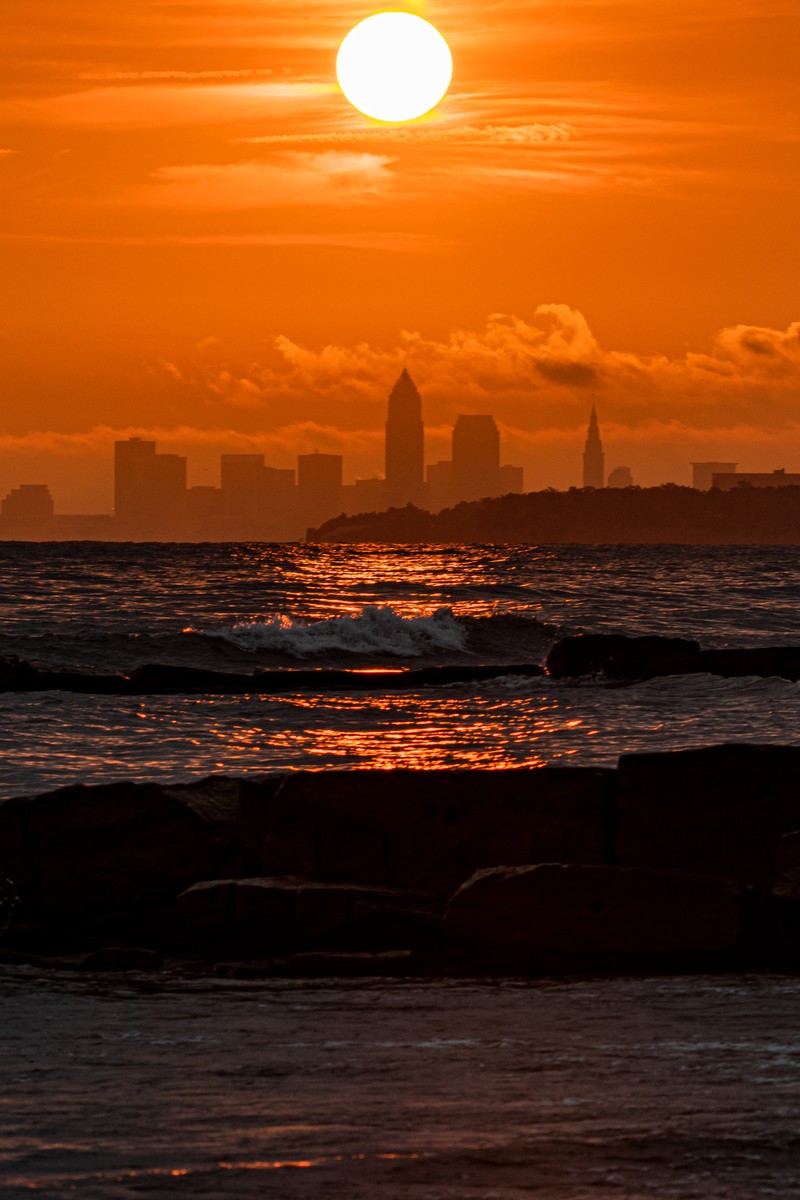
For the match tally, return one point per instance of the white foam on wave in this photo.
(377, 629)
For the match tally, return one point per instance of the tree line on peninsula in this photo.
(744, 515)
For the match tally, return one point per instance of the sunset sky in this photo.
(204, 243)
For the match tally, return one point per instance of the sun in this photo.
(394, 66)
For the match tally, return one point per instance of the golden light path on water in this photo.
(510, 723)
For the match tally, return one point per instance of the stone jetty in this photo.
(687, 861)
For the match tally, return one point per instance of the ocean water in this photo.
(112, 607)
(655, 1089)
(181, 1086)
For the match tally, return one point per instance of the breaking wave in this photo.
(377, 629)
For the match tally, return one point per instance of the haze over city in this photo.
(211, 249)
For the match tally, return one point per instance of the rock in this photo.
(564, 917)
(17, 676)
(84, 852)
(320, 965)
(79, 682)
(426, 831)
(269, 915)
(121, 958)
(786, 881)
(618, 657)
(782, 661)
(719, 810)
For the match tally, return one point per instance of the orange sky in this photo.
(203, 241)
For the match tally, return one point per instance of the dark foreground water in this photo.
(632, 1089)
(110, 607)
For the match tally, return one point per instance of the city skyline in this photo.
(256, 499)
(211, 249)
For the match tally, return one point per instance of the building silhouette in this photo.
(594, 460)
(404, 443)
(259, 502)
(30, 504)
(703, 473)
(319, 486)
(475, 456)
(149, 487)
(777, 478)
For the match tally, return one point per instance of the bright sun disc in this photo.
(394, 66)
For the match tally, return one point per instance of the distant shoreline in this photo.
(667, 515)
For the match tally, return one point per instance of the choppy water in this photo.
(617, 1090)
(468, 1090)
(110, 607)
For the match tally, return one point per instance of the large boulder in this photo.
(426, 831)
(271, 916)
(764, 660)
(549, 917)
(91, 852)
(619, 657)
(719, 810)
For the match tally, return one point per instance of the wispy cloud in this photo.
(391, 241)
(427, 135)
(178, 76)
(536, 372)
(330, 178)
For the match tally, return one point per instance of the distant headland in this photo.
(745, 515)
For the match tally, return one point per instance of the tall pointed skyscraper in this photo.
(404, 443)
(594, 460)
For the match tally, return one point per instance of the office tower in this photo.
(510, 479)
(777, 478)
(319, 486)
(404, 443)
(475, 457)
(148, 486)
(30, 504)
(703, 472)
(241, 480)
(594, 460)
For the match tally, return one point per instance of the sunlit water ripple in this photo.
(110, 607)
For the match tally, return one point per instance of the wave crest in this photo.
(377, 629)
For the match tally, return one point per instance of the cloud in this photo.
(536, 373)
(160, 106)
(392, 241)
(427, 135)
(329, 178)
(178, 76)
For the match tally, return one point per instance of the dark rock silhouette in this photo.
(95, 851)
(272, 916)
(786, 881)
(546, 869)
(425, 831)
(154, 679)
(590, 516)
(552, 916)
(720, 810)
(619, 657)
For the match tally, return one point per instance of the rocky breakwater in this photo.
(684, 861)
(623, 658)
(166, 679)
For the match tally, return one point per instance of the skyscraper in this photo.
(475, 456)
(148, 486)
(319, 486)
(594, 460)
(404, 443)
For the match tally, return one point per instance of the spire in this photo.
(594, 460)
(404, 442)
(404, 400)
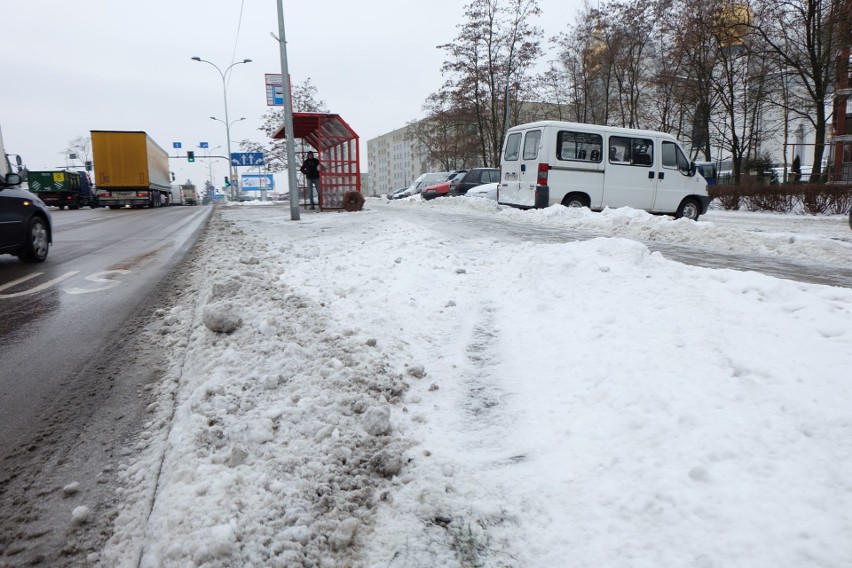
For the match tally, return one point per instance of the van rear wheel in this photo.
(575, 200)
(689, 209)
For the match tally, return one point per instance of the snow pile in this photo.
(394, 398)
(707, 233)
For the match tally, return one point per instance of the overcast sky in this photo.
(72, 67)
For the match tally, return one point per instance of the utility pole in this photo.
(288, 118)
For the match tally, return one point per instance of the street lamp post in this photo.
(224, 75)
(231, 167)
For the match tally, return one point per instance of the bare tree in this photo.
(496, 44)
(804, 36)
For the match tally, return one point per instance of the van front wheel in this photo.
(575, 200)
(689, 209)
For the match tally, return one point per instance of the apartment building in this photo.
(394, 160)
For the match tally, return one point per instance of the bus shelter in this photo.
(336, 146)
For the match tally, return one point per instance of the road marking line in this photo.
(105, 276)
(38, 288)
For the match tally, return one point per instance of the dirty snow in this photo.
(351, 390)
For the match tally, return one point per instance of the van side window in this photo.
(633, 151)
(513, 147)
(674, 158)
(531, 142)
(578, 146)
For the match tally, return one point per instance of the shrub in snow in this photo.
(221, 317)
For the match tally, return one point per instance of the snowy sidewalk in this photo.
(351, 390)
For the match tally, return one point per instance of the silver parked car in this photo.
(423, 180)
(25, 223)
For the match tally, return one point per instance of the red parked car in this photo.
(463, 181)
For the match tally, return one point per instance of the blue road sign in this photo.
(247, 158)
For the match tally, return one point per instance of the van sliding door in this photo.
(631, 173)
(519, 168)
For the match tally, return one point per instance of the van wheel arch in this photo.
(576, 199)
(689, 208)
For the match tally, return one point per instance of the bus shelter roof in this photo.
(320, 130)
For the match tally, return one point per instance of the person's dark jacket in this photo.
(310, 167)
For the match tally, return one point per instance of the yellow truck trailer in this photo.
(130, 169)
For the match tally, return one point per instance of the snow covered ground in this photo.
(353, 390)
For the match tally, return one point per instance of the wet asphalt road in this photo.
(73, 371)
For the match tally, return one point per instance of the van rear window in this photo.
(513, 147)
(531, 143)
(578, 146)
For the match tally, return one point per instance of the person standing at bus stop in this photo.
(310, 167)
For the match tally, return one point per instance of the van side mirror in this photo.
(11, 179)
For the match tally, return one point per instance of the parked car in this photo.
(25, 223)
(486, 190)
(462, 182)
(423, 180)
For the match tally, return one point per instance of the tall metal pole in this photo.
(224, 74)
(288, 119)
(234, 189)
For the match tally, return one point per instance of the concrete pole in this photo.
(295, 198)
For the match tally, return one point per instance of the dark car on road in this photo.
(25, 224)
(463, 182)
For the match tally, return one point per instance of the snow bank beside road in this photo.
(586, 403)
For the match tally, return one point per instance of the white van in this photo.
(585, 165)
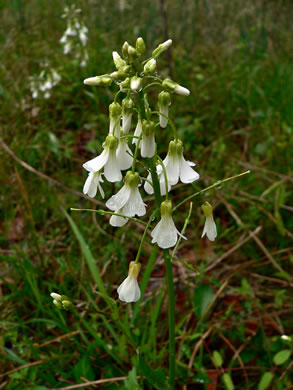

****

■ Task brief ■
What is needed is every line of the data above, set down exactly but with the images left out.

■ Result of this task ■
For the match tally, return one point per instance of the white foam on wave in this photo.
(377, 629)
For the match tally, return one point per instance of the tree line on peninsula in this photo.
(744, 515)
For the match tally, return one point per instance of the sunset sky in this photo.
(204, 243)
For the match tally, return one point per instance of the sun in this photo.
(394, 66)
For the match tally, return one point per instance of the golden light path on water in this photo.
(510, 723)
For the match tally, return one point per instance of the stone jetty in this photo.
(687, 861)
For the match tally, return one point per instance of the ocean water in this photo.
(112, 607)
(655, 1089)
(181, 1086)
For the match tally, return one point per instance of the breaking wave in this photo.
(377, 629)
For the match tally, return one point per instance of the haze over city in this photo.
(211, 249)
For the match tally, return one point per instance of the rock in this photo.
(564, 917)
(17, 676)
(84, 852)
(320, 965)
(79, 682)
(426, 831)
(269, 915)
(121, 958)
(786, 881)
(618, 657)
(782, 661)
(719, 810)
For the match tally, return one point per instance of the orange sky in this photo.
(203, 241)
For the match tally, return one point per instance of the dark foreground water in this photo.
(632, 1089)
(110, 607)
For the match tally, return one point per instance of the city skyline in this photo.
(256, 499)
(211, 249)
For the match tally, return one point per instance of the building silhouette in this photo.
(594, 460)
(404, 443)
(259, 502)
(30, 504)
(703, 473)
(319, 486)
(475, 456)
(149, 487)
(777, 478)
For the match tally, return one point per instance of the bright sun disc in this photo.
(394, 66)
For the match tally, return one point per instance of the distant shoreline in this photo.
(667, 515)
For the match tally, return one point per instance of the choppy water in this photo.
(617, 1090)
(468, 1090)
(110, 607)
For the match tally, return one point per instance of the large boulder in this photo.
(426, 831)
(271, 916)
(764, 660)
(549, 917)
(91, 852)
(619, 657)
(719, 810)
For the match tally, return one point per instance of the wispy cloud in this photo.
(391, 241)
(427, 135)
(178, 76)
(536, 372)
(330, 178)
For the match tally, return one point per instance of the distant headland in this photo.
(745, 515)
For the match tally, return one point per instance of the tall pointed skyscraper in this photo.
(404, 443)
(594, 460)
For the match tally, return one point per instance of the office tower in this photo.
(510, 479)
(777, 478)
(319, 486)
(404, 443)
(475, 457)
(148, 486)
(30, 504)
(703, 472)
(241, 480)
(594, 460)
For the match tally, return one point per instance of the sunlit water ripple in this photo.
(110, 607)
For the match tally, return one point per instance of the wave crest in this photo.
(377, 629)
For the match tally, return one point per instance of the cloud in this photo.
(536, 373)
(160, 106)
(392, 241)
(427, 135)
(329, 178)
(178, 76)
For the match tally, return one point per instance of the dark rock silhouette in this photo.
(95, 851)
(272, 916)
(786, 881)
(546, 869)
(425, 831)
(154, 679)
(590, 516)
(552, 916)
(720, 810)
(619, 657)
For the match tally, return one point per instance of the rocky breakwater in this photo.
(684, 861)
(623, 658)
(166, 679)
For the match tally, return one point per instance of the skyscraper in this photo.
(475, 456)
(148, 486)
(319, 486)
(594, 460)
(404, 443)
For the match tally, return one point per instance of the spire in this photo.
(594, 460)
(404, 442)
(404, 400)
For the match tally, return one point per instance of the van rear wheel in this photo.
(575, 200)
(689, 209)
For the match tally, return one point per instance of the snow pile in this photo.
(394, 398)
(707, 233)
For the match tally, return one point per instance of the overcast sky in this photo.
(72, 67)
For the match tally, return one point per instance of the utility pole in this photo.
(288, 118)
For the match tally, return one point per instance of the street lamp post in this photo.
(224, 75)
(231, 167)
For the match tally, return one point per instance of the bare tree in this photo.
(496, 44)
(804, 36)
For the match tally, return one point per instance of the van front wheel in this photo.
(575, 200)
(689, 209)
For the match tally, return one point per instance of the apartment building in this photo.
(394, 160)
For the match tally, return one point per instance of the bus shelter in this photo.
(336, 146)
For the match tally, return one point per instance of the road marking line in this photo.
(105, 276)
(38, 288)
For the match tally, return one point per instance of the dirty snow in this photo.
(351, 390)
For the match tally, return one point per instance of the van side window in this photo.
(633, 151)
(513, 147)
(674, 158)
(531, 142)
(578, 146)
For the match tally, return one point per instance of the shrub in snow in this photo.
(221, 317)
For the match tally, return one point per instance of the snowy sidewalk in this photo.
(351, 390)
For the match tally, return one point per instance of the silver parked car in this photo.
(423, 180)
(25, 223)
For the match tally, return one point per instance of the red parked car in this photo.
(463, 181)
For the match tally, return one point per instance of the blue road sign in this photo.
(247, 158)
For the match tally, return one point per instance of the van sliding door in this photo.
(631, 173)
(519, 168)
For the match tally, return one point per instance of the van wheel arch in this photo.
(576, 199)
(689, 208)
For the match tally, return one point per instance of the bus shelter roof in this photo.
(320, 130)
For the match tally, return one point per instance of the person's dark jacket in this photo.
(310, 167)
For the match tally, return one point per instance of the yellow truck trailer in this photo.
(130, 169)
For the match tally, return one point per instance of the snow covered ground in this photo.
(353, 390)
For the match tally, return one point per instance of the wet asphalt road in this photo.
(73, 371)
For the match tally, return one point per instance of the van rear window in this photo.
(513, 147)
(531, 143)
(578, 146)
For the match tally, return one point per instance of the person standing at bus stop in this photo.
(310, 167)
For the match tally, return one point per instance of the van side mirror in this photo.
(11, 179)
For the match tally, return one point per instance of the parked car in this photo.
(25, 223)
(486, 190)
(462, 182)
(423, 180)
For the match tally, return one point per instance of the tall metal pole in this photo.
(224, 74)
(288, 119)
(234, 189)
For the match tally, return one point per instance of the concrete pole in this photo.
(295, 198)
For the match tally, return one point per instance of the dark car on road in this photo.
(25, 224)
(463, 182)
For the match tally, return one point per instance of the snow bank beside road in this photo.
(586, 403)
For the match tally, return one point per instance of the white van in this photo.
(585, 165)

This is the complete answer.